* THE TASK *
Among the records that follow, find the line with "of the young" and the line with "of the forest". Set down those lines and all lines between them exactly, without adding anything.

* THE DATA *
══════════
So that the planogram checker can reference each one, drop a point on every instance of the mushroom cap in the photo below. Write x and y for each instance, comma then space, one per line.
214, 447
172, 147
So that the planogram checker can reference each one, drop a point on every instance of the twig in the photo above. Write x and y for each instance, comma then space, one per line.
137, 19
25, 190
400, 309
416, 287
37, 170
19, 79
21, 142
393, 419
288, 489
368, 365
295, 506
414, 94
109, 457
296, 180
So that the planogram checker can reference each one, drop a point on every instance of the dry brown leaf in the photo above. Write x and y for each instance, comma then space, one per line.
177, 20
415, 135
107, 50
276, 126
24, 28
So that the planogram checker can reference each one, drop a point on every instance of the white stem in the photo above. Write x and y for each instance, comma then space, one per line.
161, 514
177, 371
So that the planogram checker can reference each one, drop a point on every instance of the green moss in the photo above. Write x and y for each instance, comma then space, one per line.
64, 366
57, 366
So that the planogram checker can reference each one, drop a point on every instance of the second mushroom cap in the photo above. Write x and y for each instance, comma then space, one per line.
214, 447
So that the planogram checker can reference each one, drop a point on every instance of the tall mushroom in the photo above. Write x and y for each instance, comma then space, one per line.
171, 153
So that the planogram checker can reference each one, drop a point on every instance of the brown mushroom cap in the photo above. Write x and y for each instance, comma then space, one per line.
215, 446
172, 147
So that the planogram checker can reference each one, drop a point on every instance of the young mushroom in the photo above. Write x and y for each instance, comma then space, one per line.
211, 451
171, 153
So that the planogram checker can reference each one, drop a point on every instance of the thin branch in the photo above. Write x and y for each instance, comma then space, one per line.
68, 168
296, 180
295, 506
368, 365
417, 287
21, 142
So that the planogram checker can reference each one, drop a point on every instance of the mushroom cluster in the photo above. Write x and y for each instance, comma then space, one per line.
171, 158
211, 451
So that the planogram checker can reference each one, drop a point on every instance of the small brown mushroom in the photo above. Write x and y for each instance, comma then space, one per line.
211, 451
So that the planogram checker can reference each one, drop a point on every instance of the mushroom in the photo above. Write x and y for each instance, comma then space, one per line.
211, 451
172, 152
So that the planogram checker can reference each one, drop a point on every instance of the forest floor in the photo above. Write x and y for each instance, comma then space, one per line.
══════════
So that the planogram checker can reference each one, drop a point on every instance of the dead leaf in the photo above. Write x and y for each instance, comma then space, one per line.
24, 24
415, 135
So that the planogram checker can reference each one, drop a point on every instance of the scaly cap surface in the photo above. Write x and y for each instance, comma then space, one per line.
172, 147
══════════
* REPLY *
So that the planogram checker can reference each one, drop a point on every instance of the young mushroom in the photo above. Write x and y for each instance, comma then space, one per line.
211, 451
171, 153
So that the planogram checker can reference each one, drop a point on every instance of the thin branch in the photo above. Write x and y for each instance, comma then space, one per line.
68, 168
296, 180
295, 506
368, 365
417, 287
21, 142
So that the planogram checker can reference each one, drop a point on every instance of the mushroom cluster in the photo above. Write x and y for each instance, comma then space, one per line.
171, 158
211, 451
So that the planogram checker can reference each one, drop a point on every instance of the small brown mushroom in the photo above. Write x and y for each instance, comma then space, one per line.
211, 451
So that the planogram checker can reference each one, drop a point on every instance of the mushroom in the photo above. Write x and y for each instance, comma then space, one per line.
211, 451
172, 152
So that the planogram checker can reference each one, drop a point on every instance of the forest floor in the photo above. Write x and y for each instance, comma then space, one per line.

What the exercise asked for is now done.